TEXT:
------------------------------------------------------------------------
After 4½ hours of mind-numbing minutia about the proposed annual budget, some members of the Key Biscayne Village Council threatened to unravel the plan literally at the 11th hour on Wednesday night.
As the clock neared 11 p.m, Mayor Joe Rasco said he wanted to soften the proposed 9.9% average tax increase, without identifying any specific cuts in the $41.5 million budget Council Member Ed London asked for millions to be stripped from the current proposal.
Many of the objections brought up by council members appeared performative since the issues had been discussed for months in workshops and privately with Village staff. The move demanding tax reductions came even though no resident asked for spending cuts during public comments.
The Council passed – with only London voting no – manager Steve Williamson’s 2023-2024 fiscal year budget as it is on first reading. It also approved the proposed property rate – nearly identical to last fiscal year. But while the rate is the same, taxes on non-homesteaded residents and commercial properties would rise sharply because property values soared 9.7%.
------------------------------------------------------------------------
INFORMATION GIVEN:
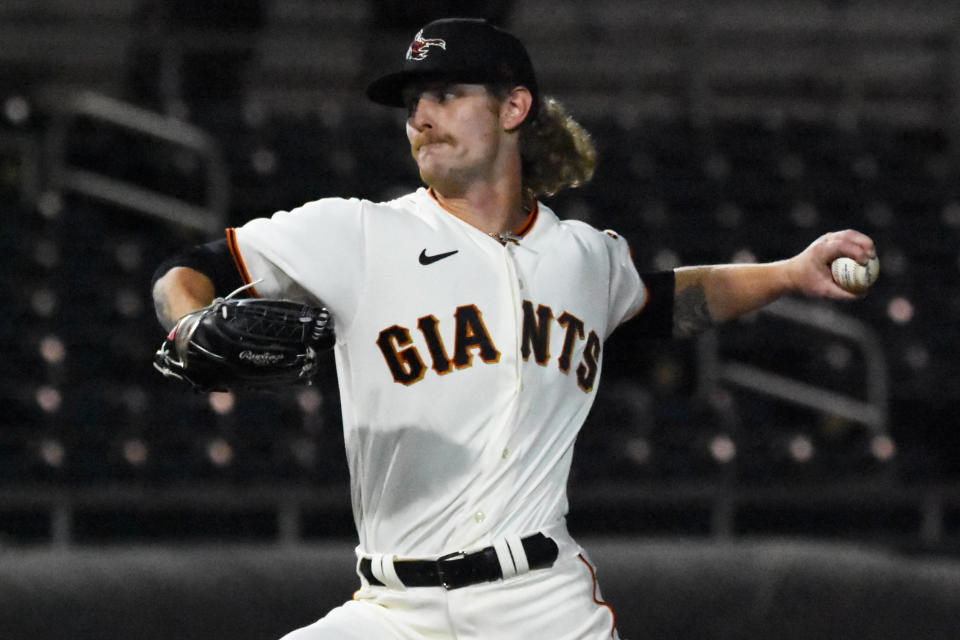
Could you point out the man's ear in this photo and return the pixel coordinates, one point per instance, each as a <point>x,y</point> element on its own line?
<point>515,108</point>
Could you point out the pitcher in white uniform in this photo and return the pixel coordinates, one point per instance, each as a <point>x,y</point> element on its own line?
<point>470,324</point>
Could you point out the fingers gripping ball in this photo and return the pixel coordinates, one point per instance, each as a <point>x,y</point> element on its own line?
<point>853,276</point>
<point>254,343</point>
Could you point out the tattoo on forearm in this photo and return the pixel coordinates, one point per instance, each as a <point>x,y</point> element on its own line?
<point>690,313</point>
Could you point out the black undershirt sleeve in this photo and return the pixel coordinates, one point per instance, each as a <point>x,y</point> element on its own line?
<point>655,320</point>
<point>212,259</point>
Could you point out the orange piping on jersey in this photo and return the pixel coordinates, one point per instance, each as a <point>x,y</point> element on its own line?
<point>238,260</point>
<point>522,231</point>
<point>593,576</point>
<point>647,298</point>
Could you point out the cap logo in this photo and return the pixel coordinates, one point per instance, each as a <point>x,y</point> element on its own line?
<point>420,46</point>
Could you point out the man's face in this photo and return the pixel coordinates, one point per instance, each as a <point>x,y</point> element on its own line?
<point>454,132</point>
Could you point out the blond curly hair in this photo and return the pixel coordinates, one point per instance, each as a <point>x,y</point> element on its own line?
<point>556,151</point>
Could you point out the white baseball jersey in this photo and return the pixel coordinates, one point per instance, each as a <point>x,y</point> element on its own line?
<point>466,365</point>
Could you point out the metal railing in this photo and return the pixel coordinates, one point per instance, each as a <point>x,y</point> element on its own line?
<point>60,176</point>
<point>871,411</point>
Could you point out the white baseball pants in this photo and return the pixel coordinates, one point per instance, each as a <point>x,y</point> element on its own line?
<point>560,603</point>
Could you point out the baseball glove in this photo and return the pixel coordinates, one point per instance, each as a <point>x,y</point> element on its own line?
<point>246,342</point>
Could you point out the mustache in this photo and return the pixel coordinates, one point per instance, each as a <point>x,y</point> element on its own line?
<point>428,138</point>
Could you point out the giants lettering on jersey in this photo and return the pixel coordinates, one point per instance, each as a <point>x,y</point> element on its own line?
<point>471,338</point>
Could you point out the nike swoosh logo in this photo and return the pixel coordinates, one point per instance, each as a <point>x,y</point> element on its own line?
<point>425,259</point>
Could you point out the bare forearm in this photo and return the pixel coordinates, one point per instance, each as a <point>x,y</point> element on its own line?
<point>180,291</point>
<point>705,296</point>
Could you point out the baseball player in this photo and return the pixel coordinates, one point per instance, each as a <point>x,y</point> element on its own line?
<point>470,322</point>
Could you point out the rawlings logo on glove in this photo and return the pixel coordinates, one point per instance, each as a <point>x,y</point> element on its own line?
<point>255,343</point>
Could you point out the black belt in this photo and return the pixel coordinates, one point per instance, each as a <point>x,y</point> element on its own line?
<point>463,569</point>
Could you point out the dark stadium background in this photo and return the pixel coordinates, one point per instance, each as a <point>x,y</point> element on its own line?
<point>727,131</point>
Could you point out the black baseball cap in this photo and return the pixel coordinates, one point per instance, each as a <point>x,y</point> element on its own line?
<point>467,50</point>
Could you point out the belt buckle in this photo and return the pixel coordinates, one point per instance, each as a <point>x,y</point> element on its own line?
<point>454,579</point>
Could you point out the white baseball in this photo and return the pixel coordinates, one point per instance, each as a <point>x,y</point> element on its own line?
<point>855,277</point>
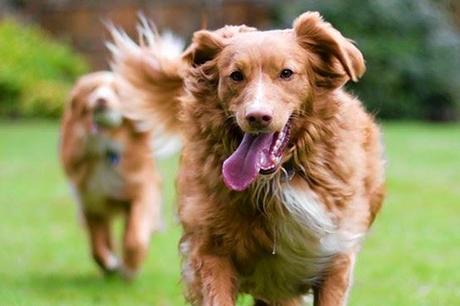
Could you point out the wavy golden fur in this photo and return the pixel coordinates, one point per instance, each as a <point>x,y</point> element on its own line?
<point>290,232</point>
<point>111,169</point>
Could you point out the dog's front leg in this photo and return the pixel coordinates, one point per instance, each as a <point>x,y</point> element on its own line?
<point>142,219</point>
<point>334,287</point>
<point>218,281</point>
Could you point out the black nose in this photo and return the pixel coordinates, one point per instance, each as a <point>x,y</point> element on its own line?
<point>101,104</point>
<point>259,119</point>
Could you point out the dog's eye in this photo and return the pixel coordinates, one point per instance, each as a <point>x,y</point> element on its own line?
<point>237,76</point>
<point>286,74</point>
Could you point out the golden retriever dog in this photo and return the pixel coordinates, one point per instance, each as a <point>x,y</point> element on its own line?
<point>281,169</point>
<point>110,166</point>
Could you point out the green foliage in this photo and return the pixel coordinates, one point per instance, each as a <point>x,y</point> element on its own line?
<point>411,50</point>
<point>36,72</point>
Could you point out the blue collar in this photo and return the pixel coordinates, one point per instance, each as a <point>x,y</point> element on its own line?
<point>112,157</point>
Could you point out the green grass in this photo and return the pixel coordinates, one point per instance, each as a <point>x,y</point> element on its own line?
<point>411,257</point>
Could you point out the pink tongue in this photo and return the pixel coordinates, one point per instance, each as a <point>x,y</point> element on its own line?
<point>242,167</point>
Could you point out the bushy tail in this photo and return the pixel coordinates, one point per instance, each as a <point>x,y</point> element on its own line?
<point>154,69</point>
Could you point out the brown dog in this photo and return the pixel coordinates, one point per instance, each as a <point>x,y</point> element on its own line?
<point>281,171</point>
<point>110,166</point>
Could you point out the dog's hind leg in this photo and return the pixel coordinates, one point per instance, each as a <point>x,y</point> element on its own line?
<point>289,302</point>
------------------------------------------------------------------------
Reproduce the passage of the Key Biscayne budget text above verbatim, between "The Council passed" and "values soared 9.7%.", inclusive.

TASK ANSWER:
The Council passed – with only London voting no – manager Steve Williamson’s 2023-2024 fiscal year budget as it is on first reading. It also approved the proposed property rate – nearly identical to last fiscal year. But while the rate is the same, taxes on non-homesteaded residents and commercial properties would rise sharply because property values soared 9.7%.